• Consignes
**A)** D'après le texte sur la formation professionnelle britannique, à l'initiative de qui l'investissement formation se fait-il essentiellement ?
**B)** Recopiez sans rien changer le passage du texte sur la formation professionnelle britannique qui va de « Un système peu » jusqu'à « besoins des entreprises. » inclus.

• Texte cité
============

Un système peu régulé

Comme nous l’écrivions en janvier dans notre article sur les systèmes européens, le Cedefop identifiait 4 groupes de pays dans le rapport à la formation professionnelle. Le Royaume-Uni et l’Irlande formaient presque à eux seuls un de ces groupes : celui des pays dans lesquels « formation professionnelle » désigne d’abord la formation continue des adultes dans une perspective d’adéquation avec les besoins des entreprises.

De fait, le système britannique de formation professionnelle apparaît peu régulé, et l’investissement formation se fait essentiellement à l’initiative des entreprises. Il existe cependant des programmes d’aides publiques, mais d’ampleur relativement limitée. De plus, en période d’austérité, la tendance est à la baisse. Le budget « formation des adultes » de l’agence de financement des compétences et de l’éducation (Education and Skills Funding Agency) est passé de 2,26 Mds£ à 2 Mds£ (2,6 Mds€ à 2,3 Mds€) entre les exercices 2014-2015 et 2015-2016. Le nombre de formations d’adultes financées publiquement baisse continument depuis 2011.

============

• Données fournies
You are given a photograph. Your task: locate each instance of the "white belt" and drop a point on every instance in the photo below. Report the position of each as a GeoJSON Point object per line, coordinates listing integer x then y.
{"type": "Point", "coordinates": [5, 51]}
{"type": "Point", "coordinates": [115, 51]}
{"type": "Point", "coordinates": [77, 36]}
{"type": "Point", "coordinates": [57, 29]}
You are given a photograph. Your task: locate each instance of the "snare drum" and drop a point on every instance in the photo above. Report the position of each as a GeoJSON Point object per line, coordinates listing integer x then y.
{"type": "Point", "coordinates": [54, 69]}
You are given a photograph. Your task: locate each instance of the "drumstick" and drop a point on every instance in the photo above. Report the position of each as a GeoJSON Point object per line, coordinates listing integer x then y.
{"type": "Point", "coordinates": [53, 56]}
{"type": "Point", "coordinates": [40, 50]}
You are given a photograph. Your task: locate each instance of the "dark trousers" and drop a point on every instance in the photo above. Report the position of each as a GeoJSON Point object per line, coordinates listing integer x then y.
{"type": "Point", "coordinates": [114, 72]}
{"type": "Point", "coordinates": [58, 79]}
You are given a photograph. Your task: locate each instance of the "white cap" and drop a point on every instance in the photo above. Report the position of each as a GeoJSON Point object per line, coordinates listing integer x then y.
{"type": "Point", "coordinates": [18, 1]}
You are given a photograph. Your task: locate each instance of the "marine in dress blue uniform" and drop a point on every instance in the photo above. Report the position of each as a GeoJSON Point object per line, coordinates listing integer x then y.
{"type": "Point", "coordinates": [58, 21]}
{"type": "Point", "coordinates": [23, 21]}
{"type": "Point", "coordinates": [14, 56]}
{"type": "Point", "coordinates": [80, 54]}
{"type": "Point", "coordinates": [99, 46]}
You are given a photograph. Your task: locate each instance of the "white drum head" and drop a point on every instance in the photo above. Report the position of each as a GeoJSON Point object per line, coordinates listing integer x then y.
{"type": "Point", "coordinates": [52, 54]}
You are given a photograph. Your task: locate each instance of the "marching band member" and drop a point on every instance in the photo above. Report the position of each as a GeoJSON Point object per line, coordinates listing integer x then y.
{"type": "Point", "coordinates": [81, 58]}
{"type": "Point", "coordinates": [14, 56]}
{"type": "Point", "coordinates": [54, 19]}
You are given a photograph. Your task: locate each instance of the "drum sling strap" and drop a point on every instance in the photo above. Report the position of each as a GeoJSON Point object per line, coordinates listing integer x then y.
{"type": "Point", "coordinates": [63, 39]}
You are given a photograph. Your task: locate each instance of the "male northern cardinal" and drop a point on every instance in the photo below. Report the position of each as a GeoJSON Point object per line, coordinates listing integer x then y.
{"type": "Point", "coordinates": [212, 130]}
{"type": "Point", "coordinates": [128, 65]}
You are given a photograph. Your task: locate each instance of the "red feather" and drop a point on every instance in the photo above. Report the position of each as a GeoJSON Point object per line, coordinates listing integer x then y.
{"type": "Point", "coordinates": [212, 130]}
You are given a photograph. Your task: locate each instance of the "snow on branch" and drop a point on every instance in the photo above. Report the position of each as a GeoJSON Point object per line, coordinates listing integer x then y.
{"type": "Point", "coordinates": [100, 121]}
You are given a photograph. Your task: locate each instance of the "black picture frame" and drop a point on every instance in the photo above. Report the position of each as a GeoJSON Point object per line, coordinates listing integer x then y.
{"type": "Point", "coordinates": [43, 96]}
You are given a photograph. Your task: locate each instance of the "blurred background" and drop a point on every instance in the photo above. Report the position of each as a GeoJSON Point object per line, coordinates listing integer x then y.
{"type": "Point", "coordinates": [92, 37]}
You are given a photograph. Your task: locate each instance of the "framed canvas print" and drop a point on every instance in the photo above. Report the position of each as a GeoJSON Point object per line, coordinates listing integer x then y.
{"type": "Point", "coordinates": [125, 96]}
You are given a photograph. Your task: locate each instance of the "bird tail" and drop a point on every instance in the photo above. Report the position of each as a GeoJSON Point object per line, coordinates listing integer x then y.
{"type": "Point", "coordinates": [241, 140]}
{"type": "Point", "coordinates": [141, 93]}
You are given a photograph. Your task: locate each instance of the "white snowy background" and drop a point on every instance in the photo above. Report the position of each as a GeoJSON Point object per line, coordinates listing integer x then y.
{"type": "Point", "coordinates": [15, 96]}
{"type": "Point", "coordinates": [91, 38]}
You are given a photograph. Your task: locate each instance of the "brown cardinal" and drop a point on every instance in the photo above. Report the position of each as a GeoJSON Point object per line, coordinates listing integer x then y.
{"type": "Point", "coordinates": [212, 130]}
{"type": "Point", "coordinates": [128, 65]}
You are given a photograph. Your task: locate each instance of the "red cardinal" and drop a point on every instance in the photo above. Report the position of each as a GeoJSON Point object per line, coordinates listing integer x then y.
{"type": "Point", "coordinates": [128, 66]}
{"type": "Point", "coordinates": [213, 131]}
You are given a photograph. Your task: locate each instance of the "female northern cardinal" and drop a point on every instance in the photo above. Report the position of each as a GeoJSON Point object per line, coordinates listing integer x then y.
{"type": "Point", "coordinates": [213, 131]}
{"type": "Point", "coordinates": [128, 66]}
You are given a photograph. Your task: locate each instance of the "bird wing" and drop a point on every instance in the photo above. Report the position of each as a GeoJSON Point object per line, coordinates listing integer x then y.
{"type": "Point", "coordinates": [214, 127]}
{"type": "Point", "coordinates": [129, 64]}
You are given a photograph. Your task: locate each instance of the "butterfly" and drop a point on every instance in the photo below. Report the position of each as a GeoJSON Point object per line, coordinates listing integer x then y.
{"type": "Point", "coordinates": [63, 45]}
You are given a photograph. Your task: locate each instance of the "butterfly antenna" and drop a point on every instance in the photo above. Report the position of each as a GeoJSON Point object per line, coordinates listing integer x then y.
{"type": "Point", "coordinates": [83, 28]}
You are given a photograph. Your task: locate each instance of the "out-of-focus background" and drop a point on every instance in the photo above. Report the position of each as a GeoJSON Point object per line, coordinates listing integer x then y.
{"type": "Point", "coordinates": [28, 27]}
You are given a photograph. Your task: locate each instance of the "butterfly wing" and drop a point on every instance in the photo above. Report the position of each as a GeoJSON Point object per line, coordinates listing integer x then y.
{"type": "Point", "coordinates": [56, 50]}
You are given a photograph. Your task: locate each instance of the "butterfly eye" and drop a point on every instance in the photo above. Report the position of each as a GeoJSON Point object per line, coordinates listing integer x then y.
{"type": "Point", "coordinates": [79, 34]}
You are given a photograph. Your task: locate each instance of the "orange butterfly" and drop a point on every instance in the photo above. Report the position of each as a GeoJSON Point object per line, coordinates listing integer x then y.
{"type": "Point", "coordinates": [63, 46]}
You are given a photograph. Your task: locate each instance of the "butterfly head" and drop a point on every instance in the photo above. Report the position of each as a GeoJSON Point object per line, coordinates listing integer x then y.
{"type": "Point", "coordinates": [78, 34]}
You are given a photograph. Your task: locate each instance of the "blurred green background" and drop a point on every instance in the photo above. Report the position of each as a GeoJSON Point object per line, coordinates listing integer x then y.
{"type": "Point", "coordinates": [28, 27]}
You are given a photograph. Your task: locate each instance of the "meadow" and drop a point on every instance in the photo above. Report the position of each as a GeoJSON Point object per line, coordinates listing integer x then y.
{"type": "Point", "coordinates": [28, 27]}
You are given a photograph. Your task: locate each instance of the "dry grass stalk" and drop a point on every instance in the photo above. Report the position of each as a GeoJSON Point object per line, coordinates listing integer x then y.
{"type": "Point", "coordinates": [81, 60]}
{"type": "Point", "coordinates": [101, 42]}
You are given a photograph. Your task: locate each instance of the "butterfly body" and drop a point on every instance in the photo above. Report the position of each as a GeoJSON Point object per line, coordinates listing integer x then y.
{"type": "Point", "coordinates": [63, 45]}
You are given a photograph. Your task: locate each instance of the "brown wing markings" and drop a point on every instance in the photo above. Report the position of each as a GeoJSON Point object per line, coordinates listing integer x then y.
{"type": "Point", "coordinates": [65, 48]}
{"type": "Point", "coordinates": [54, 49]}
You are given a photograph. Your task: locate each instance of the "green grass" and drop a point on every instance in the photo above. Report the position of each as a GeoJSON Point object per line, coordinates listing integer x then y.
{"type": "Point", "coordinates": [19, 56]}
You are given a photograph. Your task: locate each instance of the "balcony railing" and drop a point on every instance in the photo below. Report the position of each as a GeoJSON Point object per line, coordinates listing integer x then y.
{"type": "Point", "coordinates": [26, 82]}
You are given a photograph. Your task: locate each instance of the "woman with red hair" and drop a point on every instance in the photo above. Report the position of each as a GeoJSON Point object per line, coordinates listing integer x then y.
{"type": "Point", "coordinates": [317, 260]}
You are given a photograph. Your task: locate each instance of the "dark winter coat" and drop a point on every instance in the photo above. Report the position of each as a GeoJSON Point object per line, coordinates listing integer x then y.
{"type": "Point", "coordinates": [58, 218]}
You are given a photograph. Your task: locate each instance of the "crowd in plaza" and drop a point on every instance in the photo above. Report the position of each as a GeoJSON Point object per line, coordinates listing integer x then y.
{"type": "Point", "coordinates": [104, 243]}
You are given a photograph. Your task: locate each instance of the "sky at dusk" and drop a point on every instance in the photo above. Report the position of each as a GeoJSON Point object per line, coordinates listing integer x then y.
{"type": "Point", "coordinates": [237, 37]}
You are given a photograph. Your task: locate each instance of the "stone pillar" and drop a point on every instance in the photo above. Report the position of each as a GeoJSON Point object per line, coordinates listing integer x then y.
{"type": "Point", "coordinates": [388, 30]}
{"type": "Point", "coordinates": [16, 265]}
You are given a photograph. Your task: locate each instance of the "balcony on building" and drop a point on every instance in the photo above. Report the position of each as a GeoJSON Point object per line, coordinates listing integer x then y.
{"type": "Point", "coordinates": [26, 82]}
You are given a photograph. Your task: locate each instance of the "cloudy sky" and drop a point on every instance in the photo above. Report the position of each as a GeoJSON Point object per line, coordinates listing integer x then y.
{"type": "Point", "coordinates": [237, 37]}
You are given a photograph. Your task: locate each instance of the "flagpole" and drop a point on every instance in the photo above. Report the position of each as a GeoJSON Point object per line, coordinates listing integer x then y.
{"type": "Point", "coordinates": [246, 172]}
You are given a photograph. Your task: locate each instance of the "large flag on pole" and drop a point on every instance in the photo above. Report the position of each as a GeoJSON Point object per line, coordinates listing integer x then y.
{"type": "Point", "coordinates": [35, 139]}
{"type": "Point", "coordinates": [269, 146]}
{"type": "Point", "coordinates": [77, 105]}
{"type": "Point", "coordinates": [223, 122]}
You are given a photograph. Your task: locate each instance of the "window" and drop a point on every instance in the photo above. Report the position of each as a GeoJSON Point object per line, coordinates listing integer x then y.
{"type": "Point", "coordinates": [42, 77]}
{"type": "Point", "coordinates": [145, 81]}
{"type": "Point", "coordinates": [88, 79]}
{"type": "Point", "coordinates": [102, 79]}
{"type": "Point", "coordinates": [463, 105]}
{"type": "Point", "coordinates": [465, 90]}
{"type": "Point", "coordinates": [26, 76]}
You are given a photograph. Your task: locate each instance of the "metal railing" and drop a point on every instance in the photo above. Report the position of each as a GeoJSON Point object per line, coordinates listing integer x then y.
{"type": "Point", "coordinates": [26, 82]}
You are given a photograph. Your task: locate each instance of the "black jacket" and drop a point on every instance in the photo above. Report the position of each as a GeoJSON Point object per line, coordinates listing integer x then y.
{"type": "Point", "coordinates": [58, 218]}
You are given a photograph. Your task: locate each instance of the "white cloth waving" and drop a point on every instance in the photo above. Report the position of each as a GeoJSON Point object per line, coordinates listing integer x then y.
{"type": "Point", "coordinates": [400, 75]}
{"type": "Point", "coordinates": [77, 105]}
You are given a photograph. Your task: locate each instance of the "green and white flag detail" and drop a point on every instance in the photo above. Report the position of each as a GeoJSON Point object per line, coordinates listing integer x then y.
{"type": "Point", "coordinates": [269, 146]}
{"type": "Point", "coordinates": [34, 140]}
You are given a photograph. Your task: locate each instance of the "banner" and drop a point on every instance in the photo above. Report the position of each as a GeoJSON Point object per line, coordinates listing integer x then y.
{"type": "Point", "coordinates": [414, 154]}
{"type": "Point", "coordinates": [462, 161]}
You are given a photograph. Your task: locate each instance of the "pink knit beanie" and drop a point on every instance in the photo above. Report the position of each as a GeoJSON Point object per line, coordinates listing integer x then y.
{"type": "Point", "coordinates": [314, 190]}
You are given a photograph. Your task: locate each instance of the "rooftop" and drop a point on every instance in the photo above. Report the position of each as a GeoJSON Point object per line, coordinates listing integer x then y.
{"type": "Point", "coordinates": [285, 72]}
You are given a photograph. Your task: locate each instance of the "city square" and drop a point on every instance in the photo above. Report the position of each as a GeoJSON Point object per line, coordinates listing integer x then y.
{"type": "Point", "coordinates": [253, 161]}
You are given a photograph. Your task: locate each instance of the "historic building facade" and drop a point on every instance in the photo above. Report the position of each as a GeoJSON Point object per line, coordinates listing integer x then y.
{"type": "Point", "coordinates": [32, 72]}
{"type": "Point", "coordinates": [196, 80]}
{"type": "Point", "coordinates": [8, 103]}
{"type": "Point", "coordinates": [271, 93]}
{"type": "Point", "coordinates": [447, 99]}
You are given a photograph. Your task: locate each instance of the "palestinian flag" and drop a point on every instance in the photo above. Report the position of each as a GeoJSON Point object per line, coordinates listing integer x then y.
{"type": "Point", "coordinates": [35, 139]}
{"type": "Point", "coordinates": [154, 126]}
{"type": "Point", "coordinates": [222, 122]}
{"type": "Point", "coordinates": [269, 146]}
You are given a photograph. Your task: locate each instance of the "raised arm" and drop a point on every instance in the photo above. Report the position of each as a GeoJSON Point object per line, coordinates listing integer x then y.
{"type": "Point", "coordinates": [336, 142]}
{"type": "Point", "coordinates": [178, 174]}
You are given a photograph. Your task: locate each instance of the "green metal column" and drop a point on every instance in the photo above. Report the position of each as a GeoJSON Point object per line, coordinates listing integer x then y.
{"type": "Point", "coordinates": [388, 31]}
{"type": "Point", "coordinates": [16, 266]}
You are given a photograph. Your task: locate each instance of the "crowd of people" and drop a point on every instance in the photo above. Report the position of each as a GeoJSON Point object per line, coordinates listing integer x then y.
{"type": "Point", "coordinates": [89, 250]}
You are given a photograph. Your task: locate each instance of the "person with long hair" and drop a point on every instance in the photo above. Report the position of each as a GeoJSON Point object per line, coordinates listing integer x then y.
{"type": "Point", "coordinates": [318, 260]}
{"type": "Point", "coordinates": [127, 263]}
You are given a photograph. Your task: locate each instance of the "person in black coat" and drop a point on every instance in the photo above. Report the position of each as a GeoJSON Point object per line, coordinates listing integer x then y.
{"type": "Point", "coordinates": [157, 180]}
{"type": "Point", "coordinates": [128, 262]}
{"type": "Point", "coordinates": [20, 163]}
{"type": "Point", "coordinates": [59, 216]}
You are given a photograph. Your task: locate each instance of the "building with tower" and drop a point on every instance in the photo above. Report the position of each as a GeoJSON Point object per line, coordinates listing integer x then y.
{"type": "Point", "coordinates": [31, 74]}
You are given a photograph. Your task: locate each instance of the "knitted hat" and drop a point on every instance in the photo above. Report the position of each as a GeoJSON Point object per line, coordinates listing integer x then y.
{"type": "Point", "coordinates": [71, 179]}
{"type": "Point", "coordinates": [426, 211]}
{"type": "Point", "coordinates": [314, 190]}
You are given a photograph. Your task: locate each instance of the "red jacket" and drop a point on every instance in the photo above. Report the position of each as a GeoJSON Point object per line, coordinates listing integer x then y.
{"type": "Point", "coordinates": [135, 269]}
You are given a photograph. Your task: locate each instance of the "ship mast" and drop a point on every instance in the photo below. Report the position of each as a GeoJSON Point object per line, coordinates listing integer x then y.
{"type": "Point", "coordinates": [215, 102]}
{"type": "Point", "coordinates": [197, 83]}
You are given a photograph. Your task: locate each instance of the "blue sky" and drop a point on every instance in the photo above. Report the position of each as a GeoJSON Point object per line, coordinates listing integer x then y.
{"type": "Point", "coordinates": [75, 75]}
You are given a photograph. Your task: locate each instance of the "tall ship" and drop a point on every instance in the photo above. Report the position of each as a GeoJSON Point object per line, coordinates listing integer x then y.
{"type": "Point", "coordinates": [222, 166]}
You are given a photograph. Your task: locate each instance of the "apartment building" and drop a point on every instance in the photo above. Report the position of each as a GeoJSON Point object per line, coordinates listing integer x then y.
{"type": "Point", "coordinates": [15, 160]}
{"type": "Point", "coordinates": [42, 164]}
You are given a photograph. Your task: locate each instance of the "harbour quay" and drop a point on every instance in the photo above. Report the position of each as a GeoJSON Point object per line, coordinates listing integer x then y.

============

• Réponses
**A)** À l'initiative des entreprises.

**B)**
Un système peu régulé

Comme nous l’écrivions en janvier dans notre article sur les systèmes européens, le Cedefop identifiait 4 groupes de pays dans le rapport à la formation professionnelle. Le Royaume-Uni et l’Irlande formaient presque à eux seuls un de ces groupes : celui des pays dans lesquels « formation professionnelle » désigne d’abord la formation continue des adultes dans une perspective d’adéquation avec les besoins des entreprises.